DATA FOR THIS EXERCISE —
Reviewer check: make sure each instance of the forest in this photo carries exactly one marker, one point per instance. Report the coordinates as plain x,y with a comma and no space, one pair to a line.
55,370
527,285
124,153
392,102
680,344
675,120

OBJECTIVE —
Can you copy the data above word for word, keeping every line?

TASK OUTPUT —
Reviewer check: make sure each instance of the forest in this photo carries exactly one marker, one point per instance. Report the coordinates as plain x,y with a comma and no space, one pair to a line.
55,370
527,285
124,153
392,102
680,344
675,120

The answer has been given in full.